Repeat the records word for word, from the line holding "For the louvered" through the end of the records, inclusive.

> **Supplied records**:
####
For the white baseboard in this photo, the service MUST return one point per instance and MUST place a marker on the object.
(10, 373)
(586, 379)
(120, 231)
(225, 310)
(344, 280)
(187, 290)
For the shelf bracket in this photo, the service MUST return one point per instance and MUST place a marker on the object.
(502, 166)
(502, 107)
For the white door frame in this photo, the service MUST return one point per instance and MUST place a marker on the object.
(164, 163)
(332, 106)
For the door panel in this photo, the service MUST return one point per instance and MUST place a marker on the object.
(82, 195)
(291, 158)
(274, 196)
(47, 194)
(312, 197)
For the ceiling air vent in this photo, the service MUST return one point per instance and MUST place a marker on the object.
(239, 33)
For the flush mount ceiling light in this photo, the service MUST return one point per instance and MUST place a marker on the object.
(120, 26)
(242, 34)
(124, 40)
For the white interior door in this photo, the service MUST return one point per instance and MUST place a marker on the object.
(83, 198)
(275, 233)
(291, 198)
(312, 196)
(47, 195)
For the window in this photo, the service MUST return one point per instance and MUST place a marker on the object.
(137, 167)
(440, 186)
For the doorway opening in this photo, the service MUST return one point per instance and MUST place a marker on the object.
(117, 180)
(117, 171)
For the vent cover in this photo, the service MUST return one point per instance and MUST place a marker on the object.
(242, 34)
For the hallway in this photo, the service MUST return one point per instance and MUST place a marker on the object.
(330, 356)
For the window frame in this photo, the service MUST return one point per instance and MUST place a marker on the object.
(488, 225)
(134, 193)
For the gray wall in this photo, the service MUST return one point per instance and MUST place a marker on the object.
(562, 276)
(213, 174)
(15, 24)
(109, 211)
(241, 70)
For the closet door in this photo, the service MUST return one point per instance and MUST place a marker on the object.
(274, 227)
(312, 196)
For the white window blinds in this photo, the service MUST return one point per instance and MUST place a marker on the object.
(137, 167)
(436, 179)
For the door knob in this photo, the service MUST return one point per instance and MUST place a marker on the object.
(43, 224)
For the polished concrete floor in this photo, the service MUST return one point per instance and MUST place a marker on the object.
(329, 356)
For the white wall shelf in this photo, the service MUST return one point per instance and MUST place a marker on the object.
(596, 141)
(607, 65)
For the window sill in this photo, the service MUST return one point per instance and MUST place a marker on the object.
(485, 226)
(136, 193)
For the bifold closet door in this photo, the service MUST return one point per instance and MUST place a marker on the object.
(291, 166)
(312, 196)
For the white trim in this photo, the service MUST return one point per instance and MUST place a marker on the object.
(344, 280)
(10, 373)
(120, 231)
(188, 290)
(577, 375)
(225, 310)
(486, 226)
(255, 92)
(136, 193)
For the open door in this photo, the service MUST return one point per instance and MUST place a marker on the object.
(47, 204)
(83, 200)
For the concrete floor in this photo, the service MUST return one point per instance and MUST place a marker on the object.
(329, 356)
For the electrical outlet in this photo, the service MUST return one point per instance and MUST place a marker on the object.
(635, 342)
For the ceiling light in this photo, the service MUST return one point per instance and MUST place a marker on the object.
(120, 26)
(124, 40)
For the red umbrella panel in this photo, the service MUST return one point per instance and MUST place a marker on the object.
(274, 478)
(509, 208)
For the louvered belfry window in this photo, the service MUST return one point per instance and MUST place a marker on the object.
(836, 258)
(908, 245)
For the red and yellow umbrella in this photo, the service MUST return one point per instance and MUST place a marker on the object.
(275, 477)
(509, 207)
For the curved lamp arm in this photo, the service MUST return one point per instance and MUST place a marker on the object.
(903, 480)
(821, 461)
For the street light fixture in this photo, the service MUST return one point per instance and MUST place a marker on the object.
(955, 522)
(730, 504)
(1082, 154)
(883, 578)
####
> **Complete response**:
For the louvered belfry window in this photo, the service MUST return one point per instance and MUST place a marker on the object.
(836, 258)
(908, 245)
For the red and yellow umbrella in this photo, the service MUST return one point per instance and MUST place a marker on the object.
(275, 477)
(509, 207)
For the curved lamp arm in this photo, the service MUST return one point per instance and MUST place a marker on the object.
(903, 480)
(821, 461)
For the street light fixture in this photo, the service MUST return one point per instance and MUST place a marker on the object.
(955, 522)
(730, 504)
(1082, 154)
(883, 578)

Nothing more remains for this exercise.